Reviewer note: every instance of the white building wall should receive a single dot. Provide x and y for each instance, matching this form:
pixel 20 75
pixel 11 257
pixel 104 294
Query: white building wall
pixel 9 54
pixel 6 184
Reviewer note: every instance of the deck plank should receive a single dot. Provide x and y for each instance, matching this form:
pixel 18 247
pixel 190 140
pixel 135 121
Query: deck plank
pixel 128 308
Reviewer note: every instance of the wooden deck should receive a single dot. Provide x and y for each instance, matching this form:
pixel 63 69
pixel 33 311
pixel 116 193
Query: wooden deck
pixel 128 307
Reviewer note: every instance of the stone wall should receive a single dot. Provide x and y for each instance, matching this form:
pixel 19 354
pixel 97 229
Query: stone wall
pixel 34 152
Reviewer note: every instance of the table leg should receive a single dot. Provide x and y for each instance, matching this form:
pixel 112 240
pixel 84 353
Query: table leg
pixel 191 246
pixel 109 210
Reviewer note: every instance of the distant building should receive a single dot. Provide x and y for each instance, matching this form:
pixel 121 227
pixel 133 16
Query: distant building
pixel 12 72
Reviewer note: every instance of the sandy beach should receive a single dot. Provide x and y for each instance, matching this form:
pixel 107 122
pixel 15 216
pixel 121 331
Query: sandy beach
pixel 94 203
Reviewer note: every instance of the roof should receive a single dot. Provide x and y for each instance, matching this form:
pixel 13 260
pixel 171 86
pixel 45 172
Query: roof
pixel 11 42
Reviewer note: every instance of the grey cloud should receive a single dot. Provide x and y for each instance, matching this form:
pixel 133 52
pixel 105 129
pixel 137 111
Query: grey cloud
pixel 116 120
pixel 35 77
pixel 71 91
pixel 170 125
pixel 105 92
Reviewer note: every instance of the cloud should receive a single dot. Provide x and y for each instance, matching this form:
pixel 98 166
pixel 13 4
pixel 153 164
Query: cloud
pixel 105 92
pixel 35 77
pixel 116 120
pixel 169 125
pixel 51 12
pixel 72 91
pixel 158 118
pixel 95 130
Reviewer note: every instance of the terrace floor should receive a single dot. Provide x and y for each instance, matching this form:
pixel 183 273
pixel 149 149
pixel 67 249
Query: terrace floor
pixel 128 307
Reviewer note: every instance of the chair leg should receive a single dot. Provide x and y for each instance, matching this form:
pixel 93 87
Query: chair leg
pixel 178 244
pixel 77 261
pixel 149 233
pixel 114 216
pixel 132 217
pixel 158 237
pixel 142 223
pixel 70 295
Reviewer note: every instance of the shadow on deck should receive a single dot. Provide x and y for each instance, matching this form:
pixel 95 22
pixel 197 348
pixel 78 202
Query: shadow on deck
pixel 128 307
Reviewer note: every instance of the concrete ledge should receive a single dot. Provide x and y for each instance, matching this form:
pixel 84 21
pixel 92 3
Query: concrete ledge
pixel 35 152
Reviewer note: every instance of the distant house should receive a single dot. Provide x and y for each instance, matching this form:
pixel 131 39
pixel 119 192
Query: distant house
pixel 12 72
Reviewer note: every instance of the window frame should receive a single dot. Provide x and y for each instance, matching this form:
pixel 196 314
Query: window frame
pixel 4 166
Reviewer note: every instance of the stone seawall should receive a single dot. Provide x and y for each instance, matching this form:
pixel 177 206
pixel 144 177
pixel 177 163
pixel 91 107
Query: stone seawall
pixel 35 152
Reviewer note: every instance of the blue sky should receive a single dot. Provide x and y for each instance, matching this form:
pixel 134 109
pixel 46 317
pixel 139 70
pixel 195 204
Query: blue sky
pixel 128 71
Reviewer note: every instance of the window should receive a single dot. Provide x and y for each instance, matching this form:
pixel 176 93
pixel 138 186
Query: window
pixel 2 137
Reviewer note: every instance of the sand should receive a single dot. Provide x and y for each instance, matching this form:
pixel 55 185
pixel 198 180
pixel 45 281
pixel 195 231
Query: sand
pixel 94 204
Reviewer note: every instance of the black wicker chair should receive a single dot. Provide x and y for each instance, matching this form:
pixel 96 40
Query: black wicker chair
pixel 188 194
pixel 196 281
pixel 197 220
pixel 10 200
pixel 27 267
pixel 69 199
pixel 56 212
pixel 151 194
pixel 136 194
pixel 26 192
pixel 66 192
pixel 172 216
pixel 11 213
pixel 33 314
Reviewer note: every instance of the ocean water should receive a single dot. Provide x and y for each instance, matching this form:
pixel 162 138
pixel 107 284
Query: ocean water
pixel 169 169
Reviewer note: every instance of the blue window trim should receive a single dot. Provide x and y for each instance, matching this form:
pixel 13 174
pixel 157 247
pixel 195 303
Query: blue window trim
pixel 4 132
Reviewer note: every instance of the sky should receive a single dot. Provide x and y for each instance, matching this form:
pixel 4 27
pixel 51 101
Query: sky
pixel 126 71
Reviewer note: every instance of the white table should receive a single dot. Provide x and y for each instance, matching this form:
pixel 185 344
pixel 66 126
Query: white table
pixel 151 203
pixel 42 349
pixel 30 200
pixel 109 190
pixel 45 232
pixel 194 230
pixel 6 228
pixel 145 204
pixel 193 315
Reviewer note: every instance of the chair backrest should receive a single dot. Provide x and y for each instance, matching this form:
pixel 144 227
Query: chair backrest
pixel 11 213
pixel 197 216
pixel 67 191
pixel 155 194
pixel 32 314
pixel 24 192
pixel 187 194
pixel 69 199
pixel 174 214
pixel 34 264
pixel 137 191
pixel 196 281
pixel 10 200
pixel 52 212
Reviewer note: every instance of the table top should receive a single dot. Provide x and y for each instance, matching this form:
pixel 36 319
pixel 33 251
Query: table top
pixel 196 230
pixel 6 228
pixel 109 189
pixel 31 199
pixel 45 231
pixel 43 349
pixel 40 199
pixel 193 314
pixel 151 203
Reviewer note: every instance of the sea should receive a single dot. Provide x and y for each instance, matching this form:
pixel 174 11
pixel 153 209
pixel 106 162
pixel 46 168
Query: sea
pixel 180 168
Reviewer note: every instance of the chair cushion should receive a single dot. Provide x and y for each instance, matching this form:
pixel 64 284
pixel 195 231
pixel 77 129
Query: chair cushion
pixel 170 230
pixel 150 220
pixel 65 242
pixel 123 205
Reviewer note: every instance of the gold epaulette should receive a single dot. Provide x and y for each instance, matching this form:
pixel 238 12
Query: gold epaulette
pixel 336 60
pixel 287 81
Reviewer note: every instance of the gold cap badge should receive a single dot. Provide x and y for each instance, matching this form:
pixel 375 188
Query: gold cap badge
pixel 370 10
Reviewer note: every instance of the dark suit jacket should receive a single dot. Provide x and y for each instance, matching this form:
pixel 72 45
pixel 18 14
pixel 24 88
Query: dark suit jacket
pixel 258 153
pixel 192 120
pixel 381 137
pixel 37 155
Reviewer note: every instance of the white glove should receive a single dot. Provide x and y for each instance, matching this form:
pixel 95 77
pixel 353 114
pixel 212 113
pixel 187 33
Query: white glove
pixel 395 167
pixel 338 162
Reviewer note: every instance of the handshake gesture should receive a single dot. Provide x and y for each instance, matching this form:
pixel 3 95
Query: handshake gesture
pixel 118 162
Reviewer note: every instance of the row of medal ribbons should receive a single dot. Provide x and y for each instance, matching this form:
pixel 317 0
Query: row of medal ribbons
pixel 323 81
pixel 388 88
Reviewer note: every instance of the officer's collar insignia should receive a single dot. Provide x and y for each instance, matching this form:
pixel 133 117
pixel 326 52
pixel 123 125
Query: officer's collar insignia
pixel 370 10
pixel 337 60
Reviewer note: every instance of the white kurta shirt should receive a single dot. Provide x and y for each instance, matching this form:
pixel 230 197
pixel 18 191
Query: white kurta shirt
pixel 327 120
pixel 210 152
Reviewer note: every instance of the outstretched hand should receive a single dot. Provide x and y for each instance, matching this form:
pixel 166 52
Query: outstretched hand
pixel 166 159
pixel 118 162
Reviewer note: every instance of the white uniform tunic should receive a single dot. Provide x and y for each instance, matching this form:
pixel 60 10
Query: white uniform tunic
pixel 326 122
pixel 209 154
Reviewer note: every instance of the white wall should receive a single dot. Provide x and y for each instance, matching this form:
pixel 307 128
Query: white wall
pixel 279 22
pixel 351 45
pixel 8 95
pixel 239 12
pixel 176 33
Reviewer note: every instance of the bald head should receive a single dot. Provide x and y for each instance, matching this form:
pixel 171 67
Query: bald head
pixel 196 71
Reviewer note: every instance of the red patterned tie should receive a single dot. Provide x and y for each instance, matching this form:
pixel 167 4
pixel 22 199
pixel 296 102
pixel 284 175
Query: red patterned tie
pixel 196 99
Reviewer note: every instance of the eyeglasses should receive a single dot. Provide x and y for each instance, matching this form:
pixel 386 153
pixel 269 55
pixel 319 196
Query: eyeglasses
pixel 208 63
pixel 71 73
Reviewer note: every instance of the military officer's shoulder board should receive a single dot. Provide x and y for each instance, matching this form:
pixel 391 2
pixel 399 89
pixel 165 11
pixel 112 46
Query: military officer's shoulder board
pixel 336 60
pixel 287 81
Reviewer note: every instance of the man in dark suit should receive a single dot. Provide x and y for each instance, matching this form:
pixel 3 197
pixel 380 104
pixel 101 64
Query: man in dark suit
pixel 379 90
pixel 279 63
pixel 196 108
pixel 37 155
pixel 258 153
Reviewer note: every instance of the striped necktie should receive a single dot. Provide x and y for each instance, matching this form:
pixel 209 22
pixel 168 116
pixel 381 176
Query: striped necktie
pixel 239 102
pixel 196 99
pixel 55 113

^^^^

▶ Task statement
Rewrite the listing from its first line through the line containing "pixel 11 42", inclusive, changing "stone wall" to "brick wall" and leaving everything else as it is.

▶ Right answer
Reviewer note: every instance of the white building wall should receive a single dot. Provide x and y for each instance, matching this form:
pixel 20 75
pixel 11 257
pixel 104 294
Query: white building wall
pixel 9 54
pixel 6 184
Reviewer note: every instance of the deck plank should receive a single dot. Provide x and y for each instance, matching this form:
pixel 18 247
pixel 190 140
pixel 135 121
Query: deck plank
pixel 128 308
Reviewer note: every instance of the wooden deck should receive a single dot. Provide x and y for each instance, matching this form:
pixel 63 69
pixel 33 311
pixel 116 193
Query: wooden deck
pixel 128 307
Reviewer note: every instance of the brick wall should receive a single dot. Provide x and y for each instance, matching this form:
pixel 19 354
pixel 97 229
Query: brick wall
pixel 34 152
Reviewer note: every instance of the table leg should receive a single dot. Provide x and y for each instance, matching this form:
pixel 112 240
pixel 84 353
Query: table leg
pixel 191 246
pixel 109 210
Reviewer note: every instance of the distant building should receive a single dot. Provide x and y for each instance, matching this form:
pixel 121 227
pixel 133 16
Query: distant building
pixel 12 72
Reviewer note: every instance of the sandy beach should receive a single dot. Provide x and y for each instance, matching this form:
pixel 107 122
pixel 15 216
pixel 121 331
Query: sandy beach
pixel 94 203
Reviewer note: every instance of the roof should receive a single dot. Provide x and y for each instance, matching this form:
pixel 13 260
pixel 171 86
pixel 45 172
Query: roof
pixel 11 42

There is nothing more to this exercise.